*RECORD EXTRACTS*.

=======

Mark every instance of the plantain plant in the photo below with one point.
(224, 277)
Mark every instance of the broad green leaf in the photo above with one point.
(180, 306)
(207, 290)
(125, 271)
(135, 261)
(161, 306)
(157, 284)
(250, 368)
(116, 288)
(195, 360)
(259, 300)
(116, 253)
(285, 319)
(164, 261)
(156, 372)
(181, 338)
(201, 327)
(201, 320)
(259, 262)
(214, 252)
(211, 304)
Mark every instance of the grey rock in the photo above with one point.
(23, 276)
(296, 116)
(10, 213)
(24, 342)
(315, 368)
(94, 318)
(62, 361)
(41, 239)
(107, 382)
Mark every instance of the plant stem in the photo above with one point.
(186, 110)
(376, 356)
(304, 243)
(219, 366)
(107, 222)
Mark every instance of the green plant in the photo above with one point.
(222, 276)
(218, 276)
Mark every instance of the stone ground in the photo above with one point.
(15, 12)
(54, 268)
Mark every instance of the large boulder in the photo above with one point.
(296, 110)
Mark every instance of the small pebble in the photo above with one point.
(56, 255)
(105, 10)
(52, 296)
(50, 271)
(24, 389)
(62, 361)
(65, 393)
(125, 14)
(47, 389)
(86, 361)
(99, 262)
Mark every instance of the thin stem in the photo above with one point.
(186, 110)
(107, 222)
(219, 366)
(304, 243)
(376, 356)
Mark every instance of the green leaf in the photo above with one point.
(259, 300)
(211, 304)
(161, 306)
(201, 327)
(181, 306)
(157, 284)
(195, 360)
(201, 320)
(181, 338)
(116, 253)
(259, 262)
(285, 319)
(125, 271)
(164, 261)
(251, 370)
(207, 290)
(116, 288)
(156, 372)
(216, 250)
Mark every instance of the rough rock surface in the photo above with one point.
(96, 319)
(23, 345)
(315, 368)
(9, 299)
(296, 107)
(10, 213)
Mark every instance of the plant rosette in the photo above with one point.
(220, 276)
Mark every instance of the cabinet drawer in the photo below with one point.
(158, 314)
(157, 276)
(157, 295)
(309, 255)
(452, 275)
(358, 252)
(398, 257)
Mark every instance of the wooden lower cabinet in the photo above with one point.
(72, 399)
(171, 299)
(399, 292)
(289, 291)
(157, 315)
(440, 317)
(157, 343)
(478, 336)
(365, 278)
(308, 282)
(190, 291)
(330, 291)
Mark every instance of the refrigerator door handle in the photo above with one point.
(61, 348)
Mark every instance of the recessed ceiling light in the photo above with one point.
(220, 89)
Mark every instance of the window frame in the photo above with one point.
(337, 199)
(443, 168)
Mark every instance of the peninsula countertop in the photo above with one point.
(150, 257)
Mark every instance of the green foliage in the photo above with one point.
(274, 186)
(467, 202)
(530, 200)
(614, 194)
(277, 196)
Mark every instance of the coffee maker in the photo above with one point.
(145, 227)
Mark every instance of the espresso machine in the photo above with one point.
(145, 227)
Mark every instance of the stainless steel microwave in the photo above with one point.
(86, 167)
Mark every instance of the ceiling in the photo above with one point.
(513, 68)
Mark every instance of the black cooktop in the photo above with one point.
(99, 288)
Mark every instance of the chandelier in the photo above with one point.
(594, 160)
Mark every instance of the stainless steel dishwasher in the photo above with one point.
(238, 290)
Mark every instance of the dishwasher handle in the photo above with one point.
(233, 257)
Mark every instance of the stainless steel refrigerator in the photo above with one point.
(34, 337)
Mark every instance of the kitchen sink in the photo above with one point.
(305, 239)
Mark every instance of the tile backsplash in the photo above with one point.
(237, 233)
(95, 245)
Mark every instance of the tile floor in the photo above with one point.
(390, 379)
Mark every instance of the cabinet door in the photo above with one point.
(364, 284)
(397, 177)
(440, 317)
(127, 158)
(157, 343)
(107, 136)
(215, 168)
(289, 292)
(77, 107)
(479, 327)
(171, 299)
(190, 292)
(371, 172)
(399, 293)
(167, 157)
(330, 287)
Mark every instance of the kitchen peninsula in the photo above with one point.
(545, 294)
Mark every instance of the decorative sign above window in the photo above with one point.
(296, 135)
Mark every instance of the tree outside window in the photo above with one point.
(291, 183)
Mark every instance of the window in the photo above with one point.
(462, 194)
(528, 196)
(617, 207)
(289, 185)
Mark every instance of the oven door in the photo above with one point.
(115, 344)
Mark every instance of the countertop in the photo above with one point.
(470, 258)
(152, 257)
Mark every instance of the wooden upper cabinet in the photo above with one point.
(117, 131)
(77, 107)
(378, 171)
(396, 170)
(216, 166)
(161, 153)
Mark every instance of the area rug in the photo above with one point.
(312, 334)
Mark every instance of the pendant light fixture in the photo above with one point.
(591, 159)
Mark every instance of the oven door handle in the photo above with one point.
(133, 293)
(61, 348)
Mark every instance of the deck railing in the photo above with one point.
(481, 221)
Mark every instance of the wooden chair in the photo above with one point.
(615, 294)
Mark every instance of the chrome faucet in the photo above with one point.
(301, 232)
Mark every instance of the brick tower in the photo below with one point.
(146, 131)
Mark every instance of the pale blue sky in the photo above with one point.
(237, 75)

=======

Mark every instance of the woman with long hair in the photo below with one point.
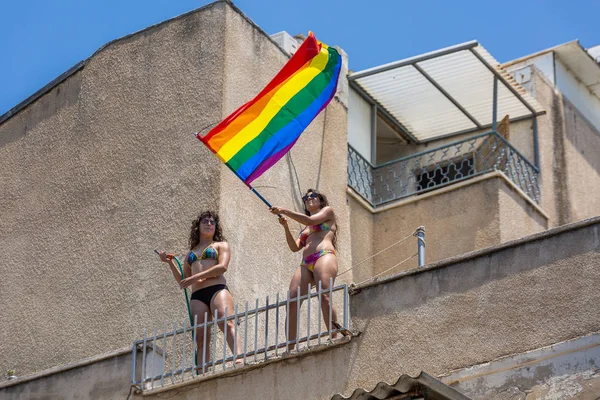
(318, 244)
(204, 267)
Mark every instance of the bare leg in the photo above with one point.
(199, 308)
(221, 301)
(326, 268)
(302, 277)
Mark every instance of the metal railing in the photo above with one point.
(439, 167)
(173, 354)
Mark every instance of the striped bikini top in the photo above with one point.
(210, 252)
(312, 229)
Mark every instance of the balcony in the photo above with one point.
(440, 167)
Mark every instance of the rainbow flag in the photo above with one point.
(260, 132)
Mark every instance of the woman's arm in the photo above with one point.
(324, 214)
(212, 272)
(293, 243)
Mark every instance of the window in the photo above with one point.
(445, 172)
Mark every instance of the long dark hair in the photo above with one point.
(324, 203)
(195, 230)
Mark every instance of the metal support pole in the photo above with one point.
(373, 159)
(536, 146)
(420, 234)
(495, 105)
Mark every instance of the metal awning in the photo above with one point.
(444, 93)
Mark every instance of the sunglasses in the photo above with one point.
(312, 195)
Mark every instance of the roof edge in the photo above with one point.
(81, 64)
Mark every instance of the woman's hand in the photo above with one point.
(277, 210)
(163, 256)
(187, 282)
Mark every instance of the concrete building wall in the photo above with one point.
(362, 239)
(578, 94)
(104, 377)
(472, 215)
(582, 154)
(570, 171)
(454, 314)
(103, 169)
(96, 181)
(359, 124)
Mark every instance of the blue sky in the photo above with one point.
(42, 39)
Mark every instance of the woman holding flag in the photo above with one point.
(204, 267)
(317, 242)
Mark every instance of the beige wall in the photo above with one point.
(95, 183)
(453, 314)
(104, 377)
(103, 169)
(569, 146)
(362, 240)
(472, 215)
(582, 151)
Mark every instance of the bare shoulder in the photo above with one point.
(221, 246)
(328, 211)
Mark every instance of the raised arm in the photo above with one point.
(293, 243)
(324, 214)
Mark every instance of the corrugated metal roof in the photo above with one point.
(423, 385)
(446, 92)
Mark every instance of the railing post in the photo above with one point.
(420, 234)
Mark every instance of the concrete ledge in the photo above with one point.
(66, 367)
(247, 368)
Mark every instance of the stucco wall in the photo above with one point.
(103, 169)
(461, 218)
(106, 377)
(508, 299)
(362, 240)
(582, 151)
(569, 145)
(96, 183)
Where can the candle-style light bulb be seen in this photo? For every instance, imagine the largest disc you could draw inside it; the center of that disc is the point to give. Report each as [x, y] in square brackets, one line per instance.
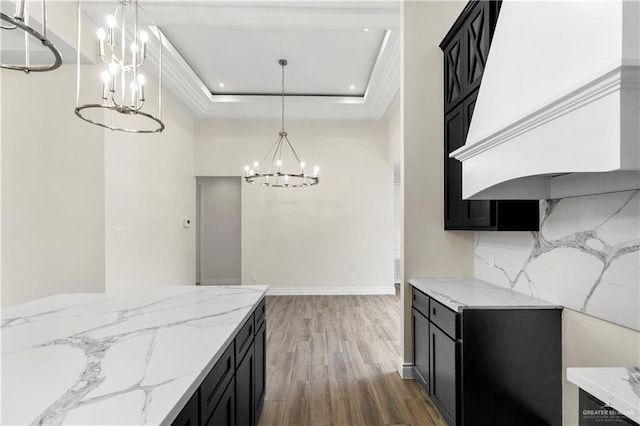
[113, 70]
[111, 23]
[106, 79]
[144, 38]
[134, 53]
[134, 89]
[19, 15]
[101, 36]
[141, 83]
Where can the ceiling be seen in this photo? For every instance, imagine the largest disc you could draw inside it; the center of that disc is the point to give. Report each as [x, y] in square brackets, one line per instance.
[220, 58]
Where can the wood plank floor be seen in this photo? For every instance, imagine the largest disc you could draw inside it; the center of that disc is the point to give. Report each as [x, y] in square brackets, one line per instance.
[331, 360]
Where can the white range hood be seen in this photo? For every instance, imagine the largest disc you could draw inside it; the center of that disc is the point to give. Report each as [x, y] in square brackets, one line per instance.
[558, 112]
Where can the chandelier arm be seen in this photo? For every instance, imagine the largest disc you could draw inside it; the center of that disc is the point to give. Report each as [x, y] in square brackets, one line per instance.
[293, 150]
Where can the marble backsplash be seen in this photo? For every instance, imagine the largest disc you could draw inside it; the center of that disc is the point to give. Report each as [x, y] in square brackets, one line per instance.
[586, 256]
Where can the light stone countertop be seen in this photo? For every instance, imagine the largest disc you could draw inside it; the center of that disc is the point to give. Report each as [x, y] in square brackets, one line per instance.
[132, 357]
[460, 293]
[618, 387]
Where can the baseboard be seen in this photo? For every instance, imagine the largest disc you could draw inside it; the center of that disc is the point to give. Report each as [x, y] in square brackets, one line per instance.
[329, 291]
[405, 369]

=======

Which of the lines above contain the word "leaf" with matching case? Gather each such line and copy it in full.

Mark every instance of the broad green leaf in the photo above with one point.
Mark every instance of the green leaf in the photo above with one point.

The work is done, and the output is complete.